[Opening INFORMATION section]

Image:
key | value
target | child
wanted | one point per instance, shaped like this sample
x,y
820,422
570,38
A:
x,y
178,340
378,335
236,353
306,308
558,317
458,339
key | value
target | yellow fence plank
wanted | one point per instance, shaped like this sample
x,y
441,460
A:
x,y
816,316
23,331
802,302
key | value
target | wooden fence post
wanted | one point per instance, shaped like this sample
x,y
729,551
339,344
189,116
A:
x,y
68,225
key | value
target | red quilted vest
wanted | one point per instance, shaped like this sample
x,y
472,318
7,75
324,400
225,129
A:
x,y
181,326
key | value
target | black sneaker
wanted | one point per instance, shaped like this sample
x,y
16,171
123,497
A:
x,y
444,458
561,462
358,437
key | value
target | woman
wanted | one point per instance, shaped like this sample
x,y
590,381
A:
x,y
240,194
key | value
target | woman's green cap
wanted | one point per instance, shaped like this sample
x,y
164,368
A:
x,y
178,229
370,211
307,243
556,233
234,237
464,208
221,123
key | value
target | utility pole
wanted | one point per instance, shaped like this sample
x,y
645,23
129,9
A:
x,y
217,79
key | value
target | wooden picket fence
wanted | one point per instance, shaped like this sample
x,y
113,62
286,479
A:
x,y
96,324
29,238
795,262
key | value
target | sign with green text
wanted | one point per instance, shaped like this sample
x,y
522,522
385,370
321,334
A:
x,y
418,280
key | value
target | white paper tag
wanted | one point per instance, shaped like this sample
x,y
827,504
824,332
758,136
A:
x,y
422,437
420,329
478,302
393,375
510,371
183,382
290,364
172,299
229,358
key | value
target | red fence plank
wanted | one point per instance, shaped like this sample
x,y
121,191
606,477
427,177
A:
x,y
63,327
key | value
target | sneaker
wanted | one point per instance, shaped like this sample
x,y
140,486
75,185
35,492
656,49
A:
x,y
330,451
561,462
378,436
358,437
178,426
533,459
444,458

[Closing INFORMATION section]

▸ **ABOUT THIS TASK**
Every single entry is to be retyped exactly.

▸ **OUTPUT BELOW**
Image:
key | value
target | child
wanted | one point per instance, shaped like this sample
x,y
820,422
570,38
A:
x,y
178,340
378,335
236,353
306,308
558,317
458,339
key | value
target | yellow fence plank
wanted | one point per instance, shaped like this sample
x,y
441,460
A:
x,y
816,316
23,331
802,302
key | value
target | wooden fence post
wanted | one point per instance, shaped like this sample
x,y
729,551
339,344
189,116
A:
x,y
68,225
key | value
target | red quilted vest
wanted | one point per instance, shaped like this sample
x,y
472,318
7,75
324,400
225,129
A:
x,y
181,326
key | value
target | black sneaker
wanted | one point per instance, shaped like this sample
x,y
16,171
123,497
A:
x,y
444,458
561,462
358,437
key | value
target | woman
wanted | one point per instance, shaped like this sample
x,y
590,381
A:
x,y
240,194
key | value
target | woman's green cap
wanted | one point per instance, shaped like this sample
x,y
164,368
A:
x,y
178,229
370,211
307,243
556,233
234,237
464,208
221,123
key | value
target | utility pole
wanted | one point per instance, shaped like this sample
x,y
645,23
129,9
A:
x,y
217,79
key | value
target | wooden picket fence
wanted | one point per instance, shaped like this sample
x,y
113,62
286,479
A:
x,y
96,324
29,238
795,262
key | value
target | sign with green text
wanted | one point per instance, shaped like this sample
x,y
522,522
385,370
321,334
A:
x,y
418,280
key | value
target | white paper tag
wanted | one point per instance, shaped like this sample
x,y
827,504
824,332
758,136
A:
x,y
422,437
420,329
478,302
393,375
510,371
183,382
290,364
172,299
229,358
key | value
target | red fence plank
wanted | one point per instance, shaped like this sample
x,y
121,191
606,477
427,177
A:
x,y
63,327
key | value
target | sneaker
wanted | one point per instance, shaped like this sample
x,y
140,486
75,185
35,492
656,49
A:
x,y
330,451
561,462
378,436
358,437
178,426
533,459
444,458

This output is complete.